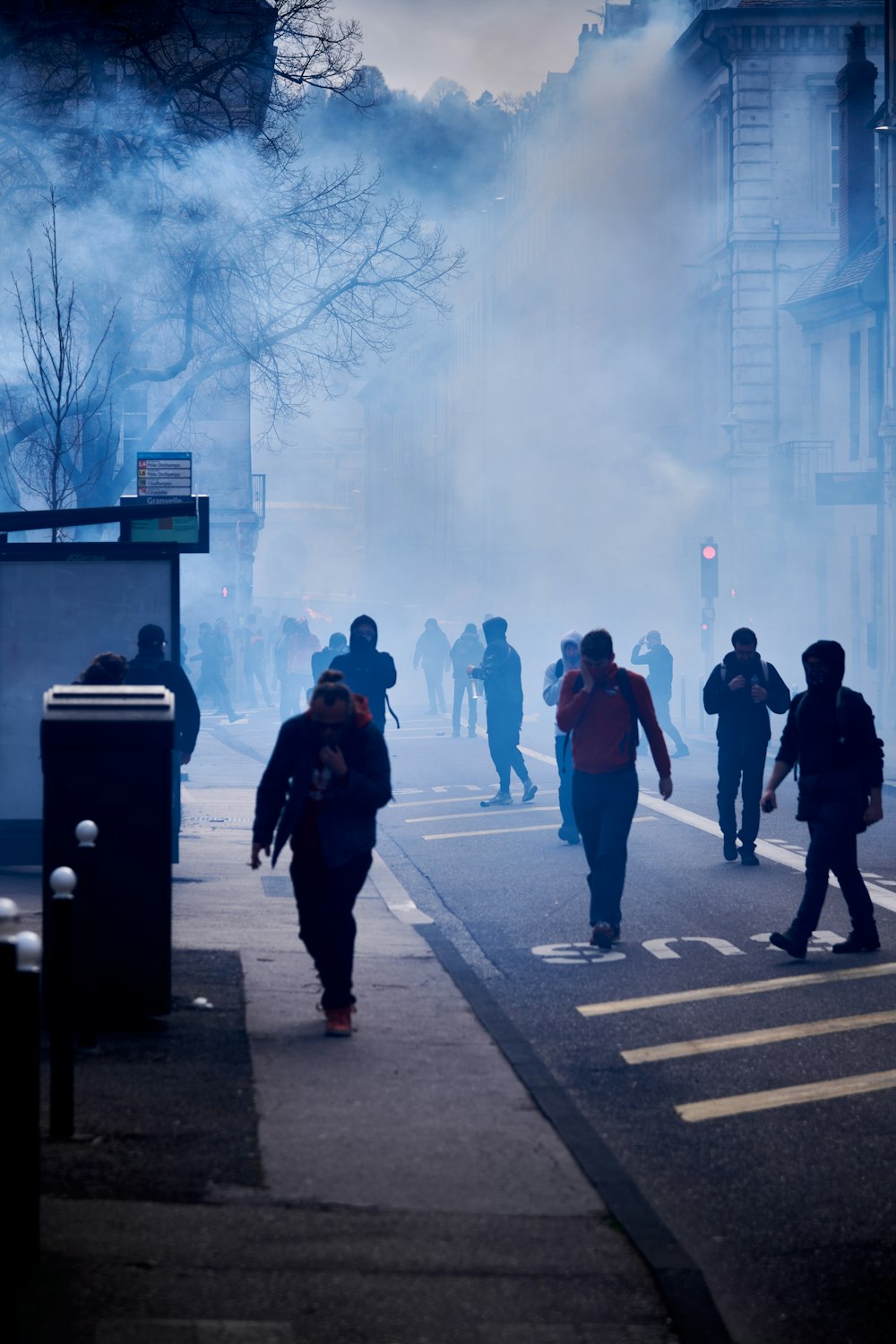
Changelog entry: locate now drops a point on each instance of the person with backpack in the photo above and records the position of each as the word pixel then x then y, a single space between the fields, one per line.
pixel 554 674
pixel 501 675
pixel 600 707
pixel 466 650
pixel 831 736
pixel 742 690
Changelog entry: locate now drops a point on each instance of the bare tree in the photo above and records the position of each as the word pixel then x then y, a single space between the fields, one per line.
pixel 58 408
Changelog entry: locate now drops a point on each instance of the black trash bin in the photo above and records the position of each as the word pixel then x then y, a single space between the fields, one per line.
pixel 107 758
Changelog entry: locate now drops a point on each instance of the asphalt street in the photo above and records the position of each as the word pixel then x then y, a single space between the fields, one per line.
pixel 750 1097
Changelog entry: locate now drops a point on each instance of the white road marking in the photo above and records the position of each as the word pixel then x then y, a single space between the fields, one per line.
pixel 751 986
pixel 720 1107
pixel 394 894
pixel 489 831
pixel 774 849
pixel 465 816
pixel 767 1037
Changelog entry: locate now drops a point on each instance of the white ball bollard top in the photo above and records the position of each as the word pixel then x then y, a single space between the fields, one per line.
pixel 8 916
pixel 86 833
pixel 29 952
pixel 64 882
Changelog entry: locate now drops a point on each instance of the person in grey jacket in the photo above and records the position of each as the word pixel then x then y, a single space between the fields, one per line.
pixel 554 674
pixel 323 787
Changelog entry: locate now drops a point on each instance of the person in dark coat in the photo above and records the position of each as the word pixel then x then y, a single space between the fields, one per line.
pixel 366 669
pixel 324 784
pixel 435 652
pixel 742 690
pixel 659 664
pixel 151 667
pixel 831 733
pixel 465 650
pixel 501 674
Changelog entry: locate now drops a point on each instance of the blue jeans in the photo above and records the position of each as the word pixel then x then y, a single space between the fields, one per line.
pixel 565 782
pixel 605 806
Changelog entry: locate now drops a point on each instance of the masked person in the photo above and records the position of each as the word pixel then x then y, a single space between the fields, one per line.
pixel 366 669
pixel 742 690
pixel 323 787
pixel 651 650
pixel 501 675
pixel 831 734
pixel 600 707
pixel 466 650
pixel 554 674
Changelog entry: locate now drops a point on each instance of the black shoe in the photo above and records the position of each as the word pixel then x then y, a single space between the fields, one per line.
pixel 858 943
pixel 793 943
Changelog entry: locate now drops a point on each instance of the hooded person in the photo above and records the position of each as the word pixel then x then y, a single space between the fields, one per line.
pixel 501 675
pixel 554 674
pixel 831 736
pixel 151 667
pixel 367 669
pixel 466 650
pixel 435 652
pixel 323 659
pixel 324 784
pixel 742 690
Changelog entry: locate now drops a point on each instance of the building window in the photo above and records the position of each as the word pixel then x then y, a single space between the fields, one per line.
pixel 855 394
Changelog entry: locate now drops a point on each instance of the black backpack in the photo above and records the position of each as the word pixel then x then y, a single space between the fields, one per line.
pixel 627 695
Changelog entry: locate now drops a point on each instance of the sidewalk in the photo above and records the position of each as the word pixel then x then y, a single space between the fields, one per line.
pixel 241 1179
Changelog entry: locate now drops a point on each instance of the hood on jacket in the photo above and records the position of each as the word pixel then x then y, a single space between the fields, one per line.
pixel 833 656
pixel 357 640
pixel 570 637
pixel 495 628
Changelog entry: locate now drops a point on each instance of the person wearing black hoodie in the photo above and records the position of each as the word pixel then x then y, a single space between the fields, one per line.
pixel 831 734
pixel 501 674
pixel 742 690
pixel 366 669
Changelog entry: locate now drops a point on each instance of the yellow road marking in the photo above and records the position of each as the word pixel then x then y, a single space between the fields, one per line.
pixel 465 816
pixel 751 986
pixel 853 1086
pixel 743 1039
pixel 489 831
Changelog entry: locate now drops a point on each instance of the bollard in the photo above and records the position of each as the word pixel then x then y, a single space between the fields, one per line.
pixel 21 1113
pixel 86 1013
pixel 62 1004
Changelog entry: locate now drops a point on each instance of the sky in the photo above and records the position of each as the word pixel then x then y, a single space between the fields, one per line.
pixel 505 46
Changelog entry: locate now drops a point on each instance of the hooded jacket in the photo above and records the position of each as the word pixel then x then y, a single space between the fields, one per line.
pixel 742 720
pixel 501 675
pixel 433 648
pixel 831 733
pixel 555 672
pixel 466 650
pixel 347 814
pixel 366 669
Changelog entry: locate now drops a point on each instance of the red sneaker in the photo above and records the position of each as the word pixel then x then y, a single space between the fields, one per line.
pixel 339 1021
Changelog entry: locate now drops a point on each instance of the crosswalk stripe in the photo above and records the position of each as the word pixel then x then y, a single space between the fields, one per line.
pixel 767 1037
pixel 751 986
pixel 745 1102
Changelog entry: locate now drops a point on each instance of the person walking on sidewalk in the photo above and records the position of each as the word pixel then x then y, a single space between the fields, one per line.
pixel 323 787
pixel 742 690
pixel 651 650
pixel 831 734
pixel 554 674
pixel 465 652
pixel 435 652
pixel 602 706
pixel 501 674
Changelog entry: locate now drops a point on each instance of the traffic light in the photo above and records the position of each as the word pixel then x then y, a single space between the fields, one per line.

● ● ● ● ●

What you have to do
Word for word, quote the full listing, omitting every picture.

Worked answer
Changelog entry: locate now drops a point on each instance of the person with backpack in the photo above and records the position of each as the word pixel then x then y, a single space between the fields, one per line.
pixel 554 674
pixel 501 675
pixel 600 707
pixel 466 650
pixel 831 736
pixel 742 690
Changelog entry: locate now drops a point on each instance of the bare tree in the photo above and records the position of each as the word pixel then x then y, a single space between the fields, one per line.
pixel 58 408
Changelog entry: locate now drops a point on each instance of the black trash bin in the photo above and records the position of each as the word pixel then x then y, a single space between the fields, one per line.
pixel 107 758
Changelog entry: locate now drops a point on each instance of the asphalt street in the photo above and records the position of each as the word pixel then x then y, a single space between the fields, one per line.
pixel 750 1097
Changelog entry: locate now drops a point on each instance of the white road marking in the photo above and records the position of each as the word pixel then x then y, a single space between the fields, one per line.
pixel 751 986
pixel 720 1107
pixel 394 894
pixel 489 831
pixel 774 849
pixel 465 816
pixel 767 1037
Changelog entry: locate now drops a point on each instance of the white ball bollard top in the photo above and records the position of each as the word pixel then x then y, a single space between the fields, one per line.
pixel 8 916
pixel 86 833
pixel 29 952
pixel 64 882
Changelog entry: locate now drops a point on each instance of the person in grey jacket in the photo above and records the position of each as the word pixel then x then y, a single space between the fields, one per line.
pixel 554 674
pixel 323 787
Changelog entry: locate now drops a point on each instance of the person in dark coat in the photo above and records the position of each as the word pixel then x then y, a single space between the fields, one per line.
pixel 366 669
pixel 324 784
pixel 435 652
pixel 742 690
pixel 659 664
pixel 151 667
pixel 831 733
pixel 465 650
pixel 501 674
Changelog entry: locate now drops a point on each instance of the blue jeans in the photo above and records the position of each as the word pixel then x then y, a single space between the fields, one per line.
pixel 565 782
pixel 605 806
Changelog entry: locate now drops a point on each instance of the masked person in the photo above and records the position of each as the word pixel then x then y, a single space between the fields, one per line.
pixel 366 669
pixel 742 690
pixel 323 787
pixel 651 650
pixel 501 675
pixel 831 734
pixel 600 707
pixel 466 650
pixel 554 674
Changelog entry: locate now drops a point on each instance of the black shoe in the photo above and records the position of each as the word pixel then x then y, a single space between the fields, one per line.
pixel 858 943
pixel 793 943
Changelog entry: locate now drops a point on each instance of the hooded person in the photo above and records the position of each as the word pixel then x then y, a single space between the fields, one per line.
pixel 501 675
pixel 554 674
pixel 831 736
pixel 151 667
pixel 367 669
pixel 466 650
pixel 435 652
pixel 323 659
pixel 324 784
pixel 742 690
Changelog entry: locate now drops a point on each instance of the building window in the photo above and records the position of each as the word pixel then x then y, a single space between the fields, one per line.
pixel 855 394
Changelog entry: locate now drops a point on each instance of the black backpack in the photo above and records the position of each as the word pixel then x then y, a single space between the fields, one per line.
pixel 627 695
Changelog entry: locate now drops a point on each instance of the sidewalk in the photo above and records the position of each as the word pixel then x then y, a single space between the fields, one per line.
pixel 241 1179
Changelog entry: locate now drops a point on each instance of the hood on jacket in the photo above and records the position of each as the word pixel then x then y, a single space between the fields, one per line.
pixel 833 656
pixel 357 640
pixel 570 637
pixel 495 628
Changelog entry: locate now drops a point on each instance of the person wearing black hoodie in the photo above and records the position of each as the word pixel then x then y, a single space between the fields, one per line.
pixel 831 734
pixel 501 674
pixel 742 690
pixel 366 669
Changelog entry: locate now drops a point on each instance of the yellow road marking in the photo above and records the position of each as the word pixel then x then y, a single space between the fields, one per line.
pixel 465 816
pixel 751 986
pixel 853 1086
pixel 743 1039
pixel 489 831
Changelog entry: locate now drops a point on each instance of the bollard in the photo above and records the position of each as the word pixel then x then y, a single space between the fields, one per line.
pixel 21 1113
pixel 86 1013
pixel 62 1004
Changelog entry: locate now drops a point on each instance of the sky in the photo above and records the position of each as the word pixel then x then y, a single space between the fields, one per line.
pixel 505 46
Changelog entry: locate now drops a point on each instance of the hooded jacket in the photo above and records the position of each as the word pixel then x then y, a single space between the fields, one per line.
pixel 742 720
pixel 501 675
pixel 433 648
pixel 831 733
pixel 555 672
pixel 466 650
pixel 347 814
pixel 366 669
Changelog entry: locate now drops a point on each instance of the red sneaker in the photo above and records the position of each as the word pixel then x then y, a single space between the fields, one per line.
pixel 339 1021
Changelog entry: locate now drops a point on each instance of the crosswalk stripe in the photo above and records the position of each as the word pixel then x then y, a single space between the fields, one per line.
pixel 767 1037
pixel 751 986
pixel 745 1102
Changelog entry: locate now drops a point on each instance of the person walking on sidewalk in the photo above and records the position of each as the word pixel then x then y, a single space between the fields, one per line.
pixel 323 787
pixel 742 690
pixel 651 650
pixel 831 734
pixel 554 674
pixel 465 652
pixel 435 652
pixel 602 706
pixel 501 674
Changelog entry: locate now drops a point on each instance of the traffic light in the photo above and records the position of each as the word pixel then x then y, a single space between the fields, one per line.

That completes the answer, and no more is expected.